§ What the exercise asks: Lines below that include the word "girl" should each be copied.

[[ Records supplied open ]]

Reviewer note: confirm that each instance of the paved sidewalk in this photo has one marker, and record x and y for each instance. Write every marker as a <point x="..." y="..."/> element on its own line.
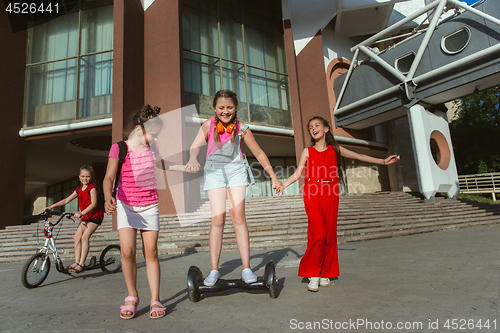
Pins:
<point x="417" y="281"/>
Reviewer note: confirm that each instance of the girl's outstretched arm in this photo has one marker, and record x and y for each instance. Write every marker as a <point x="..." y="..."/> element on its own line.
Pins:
<point x="107" y="186"/>
<point x="163" y="165"/>
<point x="192" y="165"/>
<point x="259" y="154"/>
<point x="70" y="198"/>
<point x="365" y="158"/>
<point x="300" y="168"/>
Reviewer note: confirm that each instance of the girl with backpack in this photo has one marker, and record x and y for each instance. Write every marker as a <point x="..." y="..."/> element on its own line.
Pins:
<point x="136" y="205"/>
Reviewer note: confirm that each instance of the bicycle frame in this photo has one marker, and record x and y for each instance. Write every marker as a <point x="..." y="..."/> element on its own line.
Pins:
<point x="50" y="245"/>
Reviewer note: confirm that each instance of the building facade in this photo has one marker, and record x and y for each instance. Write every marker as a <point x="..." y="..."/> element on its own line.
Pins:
<point x="71" y="80"/>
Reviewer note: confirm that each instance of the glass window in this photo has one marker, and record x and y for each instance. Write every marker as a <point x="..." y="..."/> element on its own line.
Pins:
<point x="456" y="41"/>
<point x="229" y="45"/>
<point x="55" y="66"/>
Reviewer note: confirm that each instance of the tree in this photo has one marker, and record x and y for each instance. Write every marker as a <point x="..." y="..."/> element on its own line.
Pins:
<point x="475" y="132"/>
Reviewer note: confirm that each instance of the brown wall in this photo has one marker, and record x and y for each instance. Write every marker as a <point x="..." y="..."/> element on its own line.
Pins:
<point x="12" y="147"/>
<point x="163" y="83"/>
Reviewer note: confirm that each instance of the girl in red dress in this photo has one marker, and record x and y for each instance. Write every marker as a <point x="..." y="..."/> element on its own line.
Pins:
<point x="91" y="215"/>
<point x="321" y="200"/>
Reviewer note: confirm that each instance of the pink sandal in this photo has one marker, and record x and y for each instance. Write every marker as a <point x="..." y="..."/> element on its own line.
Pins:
<point x="131" y="308"/>
<point x="152" y="310"/>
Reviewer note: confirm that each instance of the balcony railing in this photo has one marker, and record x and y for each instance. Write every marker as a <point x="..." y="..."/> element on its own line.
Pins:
<point x="480" y="183"/>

[[ Records supplied closed ]]

§ Response below:
Reviewer note: confirm that each instance of the girl's outstretched arm in this photo has one marker, and record x and y for each instance. Write every marker as a <point x="..." y="..."/> element on its own line.
Reviewer note: confirm that each instance of the girl with backpack in this photo has one marker, and record x and y for each instance. Write every marker as a <point x="..." y="..."/> element on its own line.
Reviewer note: confirm that each instance of the girl in red dress in this photo has one marker, and record x and y for each instance. Write every marker as a <point x="..." y="..."/> element on its own line.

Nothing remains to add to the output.